What is being asked -> Only an exact repetition of all the entries will be accepted.

Information provided ->

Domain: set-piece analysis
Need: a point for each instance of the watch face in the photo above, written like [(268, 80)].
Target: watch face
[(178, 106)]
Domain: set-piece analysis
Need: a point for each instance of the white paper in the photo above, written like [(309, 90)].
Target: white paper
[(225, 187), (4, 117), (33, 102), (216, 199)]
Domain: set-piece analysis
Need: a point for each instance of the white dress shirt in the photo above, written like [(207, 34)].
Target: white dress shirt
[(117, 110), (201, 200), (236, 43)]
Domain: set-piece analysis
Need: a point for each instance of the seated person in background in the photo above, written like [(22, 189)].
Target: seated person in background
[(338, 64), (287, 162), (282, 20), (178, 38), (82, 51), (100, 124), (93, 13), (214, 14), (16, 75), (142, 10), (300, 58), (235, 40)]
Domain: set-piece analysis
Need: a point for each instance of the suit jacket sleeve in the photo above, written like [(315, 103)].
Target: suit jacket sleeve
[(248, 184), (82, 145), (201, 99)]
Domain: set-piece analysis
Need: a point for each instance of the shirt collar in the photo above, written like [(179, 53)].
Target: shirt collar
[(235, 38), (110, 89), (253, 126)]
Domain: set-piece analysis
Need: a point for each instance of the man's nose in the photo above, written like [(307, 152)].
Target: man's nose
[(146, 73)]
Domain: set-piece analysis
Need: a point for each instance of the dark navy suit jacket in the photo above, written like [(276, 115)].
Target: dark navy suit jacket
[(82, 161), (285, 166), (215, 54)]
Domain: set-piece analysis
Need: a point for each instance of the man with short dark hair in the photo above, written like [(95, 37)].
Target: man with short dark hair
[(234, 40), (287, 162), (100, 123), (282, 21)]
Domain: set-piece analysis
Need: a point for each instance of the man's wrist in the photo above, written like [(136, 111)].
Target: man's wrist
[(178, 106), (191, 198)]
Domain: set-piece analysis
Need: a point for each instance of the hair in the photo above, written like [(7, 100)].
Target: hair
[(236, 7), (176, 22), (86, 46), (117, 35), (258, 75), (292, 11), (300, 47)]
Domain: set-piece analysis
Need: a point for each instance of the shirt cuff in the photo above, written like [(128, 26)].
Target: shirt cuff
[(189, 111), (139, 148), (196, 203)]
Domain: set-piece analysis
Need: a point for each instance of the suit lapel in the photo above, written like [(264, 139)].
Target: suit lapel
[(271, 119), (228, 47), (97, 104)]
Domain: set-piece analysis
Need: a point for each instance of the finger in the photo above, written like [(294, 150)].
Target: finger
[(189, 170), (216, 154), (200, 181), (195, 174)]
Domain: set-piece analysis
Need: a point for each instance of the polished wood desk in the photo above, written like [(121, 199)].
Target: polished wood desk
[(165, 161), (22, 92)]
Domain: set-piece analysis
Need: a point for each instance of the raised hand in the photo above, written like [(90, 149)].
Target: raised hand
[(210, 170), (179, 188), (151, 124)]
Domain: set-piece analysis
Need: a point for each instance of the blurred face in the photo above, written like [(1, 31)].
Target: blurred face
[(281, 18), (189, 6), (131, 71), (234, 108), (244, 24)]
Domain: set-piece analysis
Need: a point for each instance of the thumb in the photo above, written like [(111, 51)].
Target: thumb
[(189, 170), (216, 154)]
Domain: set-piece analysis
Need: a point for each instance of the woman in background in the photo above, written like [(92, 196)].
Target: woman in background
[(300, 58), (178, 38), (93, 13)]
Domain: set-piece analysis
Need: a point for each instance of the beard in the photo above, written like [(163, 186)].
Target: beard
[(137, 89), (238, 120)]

Task output ->
Domain: set-piece analysis
Need: a point for each instance of the watch face in the photo above, written like [(268, 80)].
Target: watch face
[(178, 106)]
Domain: set-piece analysis
Need: a point for each instance of the white paper in the photo above, written like [(309, 90)].
Target: white paper
[(225, 187), (4, 117), (33, 102), (216, 199)]
Domain: set-piece analysis
Need: a point for each instance of the white dress shirt in the photo above, written like [(207, 34)].
Target: white dress shirt
[(117, 110), (201, 200), (236, 43)]
Domain: set-piece analysis
Need: a point for each instance of the seated person in background in the photo above, written like [(22, 189)].
Target: seated person in background
[(338, 64), (287, 162), (282, 20), (178, 38), (82, 51), (100, 124), (93, 13), (214, 14), (16, 75), (142, 10), (300, 58), (235, 40)]
Domain: set-piece analysis
Need: a point for each instance of the suit jacket sleeve in the photo above, written like [(315, 103)].
Target: suit jacket sleeve
[(248, 184), (82, 145), (201, 99)]
Domain: set-piece analysis
Need: a point for each instance of the shirt collar in the photo above, written like [(179, 53)].
Target: shirt collar
[(235, 38), (110, 89), (253, 126)]
Domain: set-piece analysis
Need: a point for each instance of the man's nose in the photo above, written like [(307, 152)].
Target: man's nose
[(146, 73)]
Domain: set-piece analysis
Need: a point for each instance of the dark navy suit jacket in the photo above, written like [(276, 115)].
Target: dark navy suit jacket
[(82, 161), (285, 166), (215, 54)]
Domain: set-piece analysis
Need: a point for each instance of the man with short dark hair in the photo above, written like [(95, 37)].
Target: man with short dark hair
[(234, 40), (287, 162), (100, 123), (282, 21)]
Domain: set-piece analysis
Need: a point for each instance of the man's wrist in the photo above, written like [(136, 111)].
Target: man's wrist
[(178, 106), (191, 198)]
Domain: set-piece analysis
Need: a point for each instance of the hair in the photo above, written like [(7, 100)].
Target: hair
[(236, 7), (176, 22), (86, 46), (117, 35), (258, 75), (292, 11), (300, 47)]
Domain: set-piece analysis
Need: a point for each instance of the shirt cuff in the photo above, written like [(128, 26)].
Target: shirt cuff
[(189, 111), (139, 148), (196, 203)]
Domain: set-piece analysis
Need: a point for each instance of the suit lapel in the photo above, written like [(264, 139)].
Target: suit lapel
[(271, 119), (228, 47), (97, 104)]
Domain: set-piece analysis
Need: a point for each instance of the finger in the photo above, written like [(294, 150)].
Target: finger
[(189, 170), (216, 154), (200, 181), (195, 174)]
Domain: set-piece analysis
Need: a point for each instance of the polished wood desk in the photo above, written like [(121, 199)].
Target: polished wood desk
[(165, 161), (22, 92)]
Domain: set-piece analysis
Need: a point for each instance of the raised hand in the photo above, written like [(90, 149)].
Target: raised hand
[(210, 170), (179, 188), (151, 124)]
Domain: set-piece analysis
Need: a point for each instance of the blurred face in the photo above, written like [(1, 31)].
Target: blurred face
[(281, 18), (189, 6), (131, 71), (234, 108), (244, 24)]
Domain: set-piece analysis
Need: a point for each instance of the thumb in the photo above, written like [(111, 51)].
Target: thumb
[(189, 170), (216, 154)]
Domain: set-piece analysis
Need: a point for each instance of the woman in background in the photo above, written like [(92, 196)].
Target: woman in background
[(300, 58), (178, 38), (93, 13)]
Domain: set-piece analysis
Need: a point for each instance of the beard in the photo above, written like [(163, 186)].
Target: beard
[(137, 89), (238, 120)]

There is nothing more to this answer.